ANFORDERUNGEN -
A – Beantworte zum Auszug über die Aufhebung der Geschlechtertrennung kurz diese Fragen:
(i) Wie lautet die Überschrift des Auszugs?
(ii) Wie lange dauert laut Auszug die strikte Trennung der Welt in „männlich“ und „weiblich“ schon?
(iii) Was gibt es laut Auszug plötzlich anstelle von geraden Linien?
B – Gib alle Fragesätze aus dem Auszug über die Aufhebung der Geschlechtertrennung wörtlich wieder, jeden in einer eigenen Zeile.
C – Führe den Auszug über die Aufhebung der Geschlechtertrennung im Anschluss an seinen letzten Satz weiter.

═════ AUSZUG ═════

Auf der nächsten Seite: Willkommen im Kaninchenbau.
Willkommen im Kaninchenbau
Was passiert, wenn man eine tausende Jahre dauernde strikte Trennung der Welt in „männlich“ und „weiblich“ aufhebt? Wenn Menschen sich zum ersten mal seit Menschengedenken (zumindest theoretisch) frei entscheiden dürfen, welches Geschlecht ihnen lieber wäre? Wenn es plötzlich keine geraden Linien mehr gibt, sondern geschwungene Kurven? Kein Schwarz und Weiss mehr, sondern plötzlich viele bunte Facetten und Farbverläufe?

═════ DATENLISTE ═════

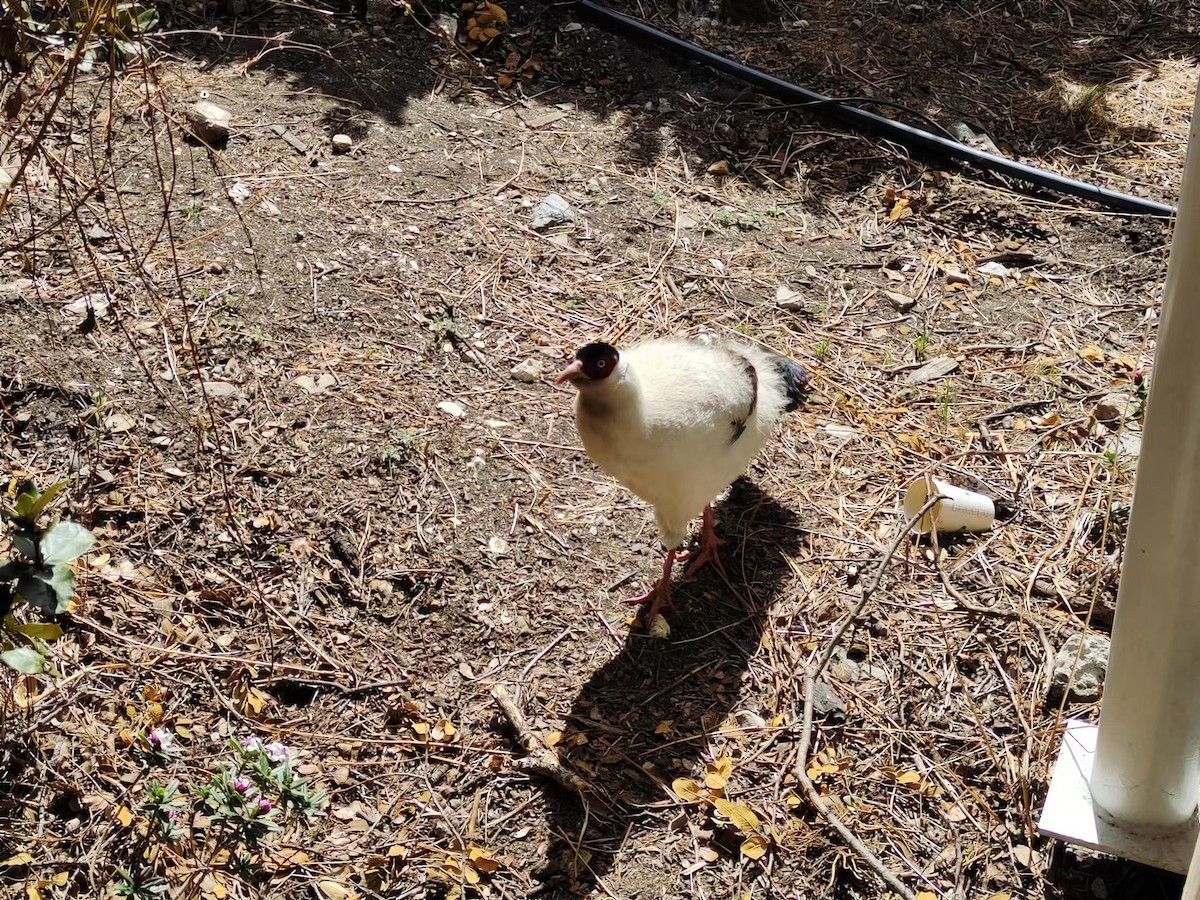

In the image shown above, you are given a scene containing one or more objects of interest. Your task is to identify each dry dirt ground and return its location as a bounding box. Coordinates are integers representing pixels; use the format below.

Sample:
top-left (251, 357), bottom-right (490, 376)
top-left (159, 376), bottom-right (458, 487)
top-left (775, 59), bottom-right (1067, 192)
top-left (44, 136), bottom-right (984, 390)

═════

ANTWORTEN ZU AUFGABEN -
A –
(i) Willkommen im Kaninchenbau
(ii) Tausende Jahre
(iii) Geschwungene Kurven

B –
Was passiert, wenn man eine tausende Jahre dauernde strikte Trennung der Welt in „männlich“ und „weiblich“ aufhebt?
Wenn Menschen sich zum ersten mal seit Menschengedenken (zumindest theoretisch) frei entscheiden dürfen, welches Geschlecht ihnen lieber wäre?
Wenn es plötzlich keine geraden Linien mehr gibt, sondern geschwungene Kurven?
Kein Schwarz und Weiss mehr, sondern plötzlich viele bunte Facetten und Farbverläufe?

C –
Nun werden die Dinge (scheinbar) wirklich komplex:
Plötzlich ist dann die Rede von „andro-, gyno- oder skoliosexuell“, wenn es um die sexuelle Orientierung geht. Oder von „Demi-Boys“ und „Demi-Girls“, wenn es um das Zugehörigkeitsgefühl zu einem bestimmten Geschlecht geht. Oder von einer „cisnormativen Weltanschauung“.
CISNORMATIVITÄT
Die cisnormative Weltanschauung basiert auf mehreren Fehlannahmen:1. Es gibt nur zwei Geschlechter (männlich und weiblich).
2. Das Geschlecht einer Person lässt sich anhand ihrer Genitalien bestimmen.
3. Bei allen Menschen stimmt grundsätzlich ihr Geschlecht(sbewusstsein) mit ihren Genitalien und damit auch mit dem ihnen nach der Geburt zugewiesenen Geschlecht überein. Das bedeutet, alle Menschen sind cis.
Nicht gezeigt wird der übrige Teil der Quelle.